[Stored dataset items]
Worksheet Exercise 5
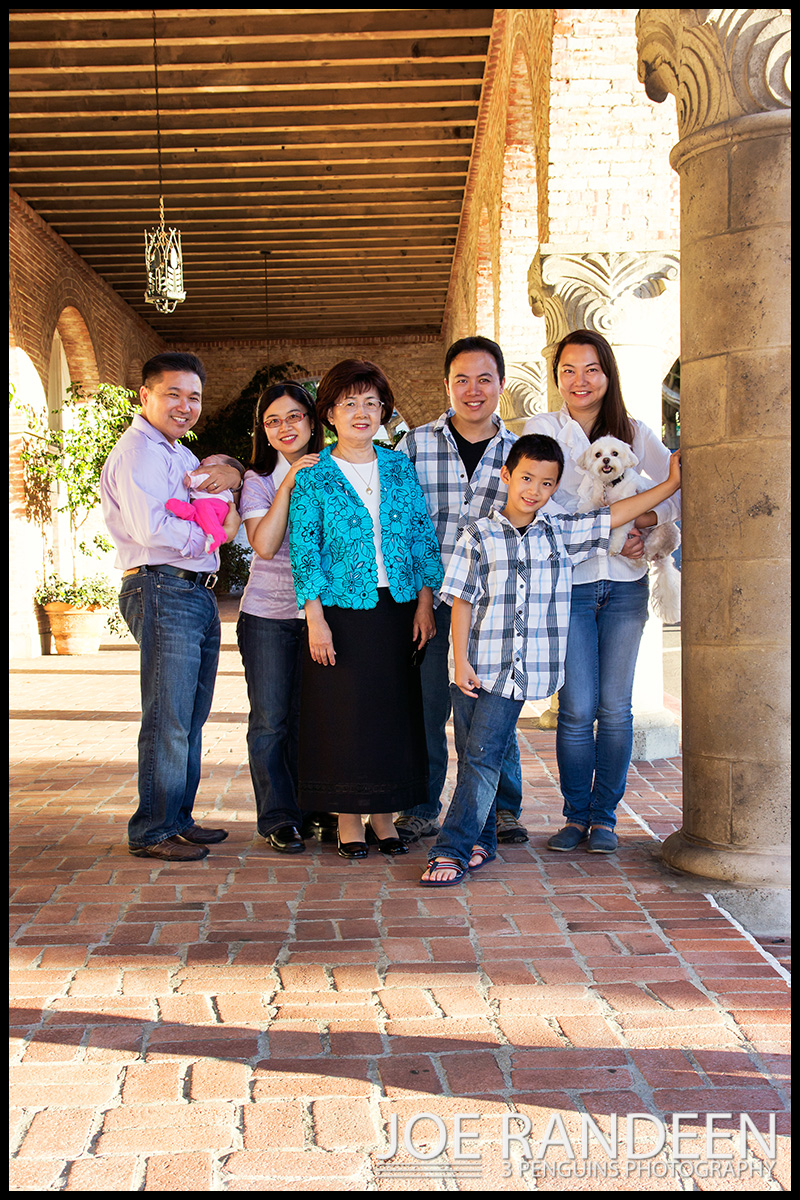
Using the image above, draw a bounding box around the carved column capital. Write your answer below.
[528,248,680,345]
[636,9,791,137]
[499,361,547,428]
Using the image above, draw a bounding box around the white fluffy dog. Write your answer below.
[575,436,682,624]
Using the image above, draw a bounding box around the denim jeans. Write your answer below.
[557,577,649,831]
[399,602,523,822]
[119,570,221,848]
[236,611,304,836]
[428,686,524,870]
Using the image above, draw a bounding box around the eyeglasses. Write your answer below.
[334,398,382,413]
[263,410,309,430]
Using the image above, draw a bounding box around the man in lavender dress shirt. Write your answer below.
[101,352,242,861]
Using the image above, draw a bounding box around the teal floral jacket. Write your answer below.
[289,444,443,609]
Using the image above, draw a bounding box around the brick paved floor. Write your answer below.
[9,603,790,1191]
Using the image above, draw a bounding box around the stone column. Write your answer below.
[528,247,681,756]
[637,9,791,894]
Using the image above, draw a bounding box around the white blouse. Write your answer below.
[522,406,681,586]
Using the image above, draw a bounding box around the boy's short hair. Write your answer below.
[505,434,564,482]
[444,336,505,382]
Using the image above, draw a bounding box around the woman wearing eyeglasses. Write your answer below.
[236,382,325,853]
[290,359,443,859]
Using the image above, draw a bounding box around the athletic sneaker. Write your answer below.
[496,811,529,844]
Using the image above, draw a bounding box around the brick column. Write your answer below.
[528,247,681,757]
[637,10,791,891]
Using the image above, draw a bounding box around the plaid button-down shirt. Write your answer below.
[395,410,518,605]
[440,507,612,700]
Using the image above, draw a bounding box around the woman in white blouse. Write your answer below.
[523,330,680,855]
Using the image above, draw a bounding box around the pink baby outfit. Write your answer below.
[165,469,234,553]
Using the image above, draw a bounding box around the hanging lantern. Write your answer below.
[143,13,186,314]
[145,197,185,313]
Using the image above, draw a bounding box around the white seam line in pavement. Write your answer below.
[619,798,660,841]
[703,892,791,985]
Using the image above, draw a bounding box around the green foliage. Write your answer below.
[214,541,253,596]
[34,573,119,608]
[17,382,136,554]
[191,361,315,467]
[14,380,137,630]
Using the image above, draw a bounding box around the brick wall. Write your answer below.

Work to complete: Nothing outside the span should appear: transcribe the lines from the one containing "Using the image above, draw a bounding box around the pink" through the last line of the records.

Answer to the problem:
Using the image above, draw a bounding box around the pink baby outfit. Write your answer below.
[165,469,234,553]
Using the image above, draw a bounding box around the hanging lantern. Write your answer below.
[143,13,186,314]
[145,197,185,313]
Using the image above, draw a bounding box around the white seam line in pavement. Write your answer below.
[619,798,660,841]
[703,892,791,985]
Using the image above, draw a bounding box around the green foliage. Write your answer below.
[214,541,253,596]
[34,573,119,608]
[17,382,136,554]
[191,361,315,467]
[14,380,137,630]
Using the image above, draw a bounding box around the brick wall. Write your answer below.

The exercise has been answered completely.